***** Data rows

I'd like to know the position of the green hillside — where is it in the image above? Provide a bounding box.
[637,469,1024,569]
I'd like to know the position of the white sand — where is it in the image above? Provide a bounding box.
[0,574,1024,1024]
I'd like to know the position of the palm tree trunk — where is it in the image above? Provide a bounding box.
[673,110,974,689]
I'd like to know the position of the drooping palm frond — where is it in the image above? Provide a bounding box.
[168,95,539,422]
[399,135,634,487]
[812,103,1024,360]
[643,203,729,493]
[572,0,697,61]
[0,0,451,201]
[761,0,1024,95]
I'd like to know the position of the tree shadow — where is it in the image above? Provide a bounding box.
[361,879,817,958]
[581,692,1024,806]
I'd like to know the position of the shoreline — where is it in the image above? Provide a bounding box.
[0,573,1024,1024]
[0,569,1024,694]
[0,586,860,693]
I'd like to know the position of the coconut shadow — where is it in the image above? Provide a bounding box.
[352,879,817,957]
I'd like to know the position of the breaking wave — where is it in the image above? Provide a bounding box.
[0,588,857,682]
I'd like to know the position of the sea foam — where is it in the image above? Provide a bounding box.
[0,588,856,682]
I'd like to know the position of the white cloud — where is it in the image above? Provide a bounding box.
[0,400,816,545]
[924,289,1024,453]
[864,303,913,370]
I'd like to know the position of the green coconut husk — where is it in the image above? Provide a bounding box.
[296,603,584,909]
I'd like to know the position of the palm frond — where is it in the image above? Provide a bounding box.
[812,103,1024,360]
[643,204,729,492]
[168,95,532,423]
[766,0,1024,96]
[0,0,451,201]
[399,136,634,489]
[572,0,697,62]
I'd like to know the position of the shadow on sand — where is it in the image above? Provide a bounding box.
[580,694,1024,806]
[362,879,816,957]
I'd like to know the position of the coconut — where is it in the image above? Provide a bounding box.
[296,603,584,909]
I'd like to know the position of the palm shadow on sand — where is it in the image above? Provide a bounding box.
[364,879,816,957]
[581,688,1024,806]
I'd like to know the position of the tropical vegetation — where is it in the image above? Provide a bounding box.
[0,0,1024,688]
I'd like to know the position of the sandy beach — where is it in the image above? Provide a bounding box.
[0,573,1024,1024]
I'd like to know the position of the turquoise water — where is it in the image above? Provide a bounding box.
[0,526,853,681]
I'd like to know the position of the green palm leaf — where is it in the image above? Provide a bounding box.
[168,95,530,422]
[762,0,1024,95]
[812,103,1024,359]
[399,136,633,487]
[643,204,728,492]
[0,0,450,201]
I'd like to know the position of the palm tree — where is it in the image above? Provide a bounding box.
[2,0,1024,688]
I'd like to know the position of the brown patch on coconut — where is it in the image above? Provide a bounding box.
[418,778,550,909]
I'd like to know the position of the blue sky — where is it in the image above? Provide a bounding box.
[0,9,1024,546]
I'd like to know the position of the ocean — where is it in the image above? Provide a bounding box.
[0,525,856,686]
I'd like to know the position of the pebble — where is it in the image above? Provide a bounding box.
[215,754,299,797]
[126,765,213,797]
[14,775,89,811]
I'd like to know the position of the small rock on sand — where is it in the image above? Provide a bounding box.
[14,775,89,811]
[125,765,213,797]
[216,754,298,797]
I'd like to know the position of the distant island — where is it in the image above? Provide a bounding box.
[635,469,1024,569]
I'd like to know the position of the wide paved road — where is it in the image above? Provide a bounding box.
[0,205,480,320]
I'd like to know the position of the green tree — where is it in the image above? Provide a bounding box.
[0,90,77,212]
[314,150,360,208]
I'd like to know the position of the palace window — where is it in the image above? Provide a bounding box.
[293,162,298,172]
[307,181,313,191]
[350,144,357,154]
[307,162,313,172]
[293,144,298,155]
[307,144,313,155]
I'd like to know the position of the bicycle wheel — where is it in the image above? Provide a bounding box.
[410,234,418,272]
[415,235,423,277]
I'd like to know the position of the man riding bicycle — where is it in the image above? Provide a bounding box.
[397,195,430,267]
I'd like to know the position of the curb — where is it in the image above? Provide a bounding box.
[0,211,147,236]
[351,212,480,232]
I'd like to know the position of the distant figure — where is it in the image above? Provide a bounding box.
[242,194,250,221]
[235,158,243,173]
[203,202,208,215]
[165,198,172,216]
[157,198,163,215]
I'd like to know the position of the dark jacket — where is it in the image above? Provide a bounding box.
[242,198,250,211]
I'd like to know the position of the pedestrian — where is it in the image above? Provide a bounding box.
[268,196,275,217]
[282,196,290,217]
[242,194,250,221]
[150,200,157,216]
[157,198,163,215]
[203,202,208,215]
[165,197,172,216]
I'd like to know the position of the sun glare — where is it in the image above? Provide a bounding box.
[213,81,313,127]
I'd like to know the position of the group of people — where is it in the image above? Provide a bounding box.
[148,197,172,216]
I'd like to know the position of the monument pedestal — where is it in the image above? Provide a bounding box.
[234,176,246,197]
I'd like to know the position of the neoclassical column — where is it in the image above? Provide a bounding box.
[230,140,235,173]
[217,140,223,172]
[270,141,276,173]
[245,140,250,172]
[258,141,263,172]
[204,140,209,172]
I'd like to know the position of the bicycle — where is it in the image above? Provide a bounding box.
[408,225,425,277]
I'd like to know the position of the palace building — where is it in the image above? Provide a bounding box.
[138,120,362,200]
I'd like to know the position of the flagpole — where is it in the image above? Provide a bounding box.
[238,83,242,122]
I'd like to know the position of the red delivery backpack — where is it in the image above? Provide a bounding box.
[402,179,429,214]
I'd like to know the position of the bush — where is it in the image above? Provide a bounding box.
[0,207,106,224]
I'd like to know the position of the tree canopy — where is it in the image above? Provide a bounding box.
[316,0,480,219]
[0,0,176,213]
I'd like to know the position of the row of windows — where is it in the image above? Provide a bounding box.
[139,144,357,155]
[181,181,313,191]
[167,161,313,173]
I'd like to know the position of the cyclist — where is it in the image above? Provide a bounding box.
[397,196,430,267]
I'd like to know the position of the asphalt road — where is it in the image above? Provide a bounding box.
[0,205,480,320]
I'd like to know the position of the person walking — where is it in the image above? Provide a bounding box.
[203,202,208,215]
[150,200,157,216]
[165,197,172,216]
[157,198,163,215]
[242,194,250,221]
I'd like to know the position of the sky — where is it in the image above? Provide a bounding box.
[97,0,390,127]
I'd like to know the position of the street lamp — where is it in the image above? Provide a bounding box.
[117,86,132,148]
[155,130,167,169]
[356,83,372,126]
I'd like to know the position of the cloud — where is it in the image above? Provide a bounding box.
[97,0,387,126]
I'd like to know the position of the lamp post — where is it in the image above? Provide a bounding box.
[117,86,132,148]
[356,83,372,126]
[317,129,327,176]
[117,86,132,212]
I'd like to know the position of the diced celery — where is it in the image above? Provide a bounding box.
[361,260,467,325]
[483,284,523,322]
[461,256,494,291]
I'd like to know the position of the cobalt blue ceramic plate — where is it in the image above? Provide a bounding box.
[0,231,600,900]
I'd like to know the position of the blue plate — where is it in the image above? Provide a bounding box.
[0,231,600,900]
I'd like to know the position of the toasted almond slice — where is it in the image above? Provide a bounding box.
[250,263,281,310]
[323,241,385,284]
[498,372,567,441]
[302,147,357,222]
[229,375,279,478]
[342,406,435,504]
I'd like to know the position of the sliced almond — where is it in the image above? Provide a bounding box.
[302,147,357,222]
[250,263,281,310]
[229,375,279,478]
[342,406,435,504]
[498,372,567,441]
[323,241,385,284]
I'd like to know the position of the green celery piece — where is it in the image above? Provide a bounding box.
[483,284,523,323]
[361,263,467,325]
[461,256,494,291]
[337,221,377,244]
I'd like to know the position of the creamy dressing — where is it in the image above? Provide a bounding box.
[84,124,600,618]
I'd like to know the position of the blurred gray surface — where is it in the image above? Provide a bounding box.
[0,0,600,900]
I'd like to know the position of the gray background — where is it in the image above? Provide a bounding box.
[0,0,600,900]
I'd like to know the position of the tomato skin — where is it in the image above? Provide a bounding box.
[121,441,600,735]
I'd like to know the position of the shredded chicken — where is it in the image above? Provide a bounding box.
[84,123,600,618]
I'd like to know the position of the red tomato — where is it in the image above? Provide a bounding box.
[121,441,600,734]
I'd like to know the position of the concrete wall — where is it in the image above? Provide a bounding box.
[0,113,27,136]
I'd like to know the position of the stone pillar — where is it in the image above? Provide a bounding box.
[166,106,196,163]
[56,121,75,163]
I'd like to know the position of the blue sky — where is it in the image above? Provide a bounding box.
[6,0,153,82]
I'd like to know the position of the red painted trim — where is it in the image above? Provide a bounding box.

**********

### Given instruction
Reproduce word for word the lines from the one containing "I'd like to know the position of the shoreline" through the one containing "[0,0,450,201]", including both of those lines.

### Written answer
I'd like to know the position of the shoreline — where is it in the image above? Provide a bounding box.
[0,573,1024,1024]
[0,569,1024,694]
[0,586,860,693]
I'd like to know the position of the coconut shadow — where is it in the image above? Provide a bounding box.
[352,879,817,957]
I'd like to know the position of the breaking wave — where is it in the image above? Provide a bounding box.
[0,588,857,682]
I'd like to know the position of the sea foam — where is it in the image above? Provide a bounding box.
[0,588,856,682]
I'd like to know the position of the white cloud — where is it in the image above? Provide a bounding box.
[0,400,816,545]
[924,289,1024,453]
[864,303,913,370]
I'd like to know the position of the green coconut husk — where is it in the image above? Provide a bounding box.
[296,603,584,909]
I'd like to know the position of the palm frond — where is it in the image above? Provide a bounding box.
[812,103,1024,360]
[643,204,729,492]
[168,95,532,423]
[766,0,1024,96]
[0,0,451,201]
[399,136,634,489]
[572,0,697,62]
I'd like to know the position of the shadow on sand — where is it in the image above? Provide a bounding box.
[580,694,1024,806]
[362,879,816,957]
I'd like to know the position of the coconut — where is it in the image above? Provide a bounding box.
[296,603,584,909]
I'd like to know the position of the palm shadow on sand — where is it in the image above? Provide a bounding box.
[364,879,816,957]
[581,688,1024,806]
I'd like to know the position of the tropical vegetation — where is it in the image above? Provide a bounding box.
[0,0,1024,688]
I'd like to know the position of the sandy beach — where is it in the image above? Provide a bounding box.
[0,573,1024,1024]
I'd like to know the position of the turquoise water — where is it in the image above? Provide a bounding box.
[0,526,853,681]
I'd like to know the position of the green palm leaf — where is it in the image above? Provide a bounding box.
[168,95,530,422]
[762,0,1024,95]
[812,103,1024,359]
[399,136,633,487]
[643,204,728,492]
[0,0,450,201]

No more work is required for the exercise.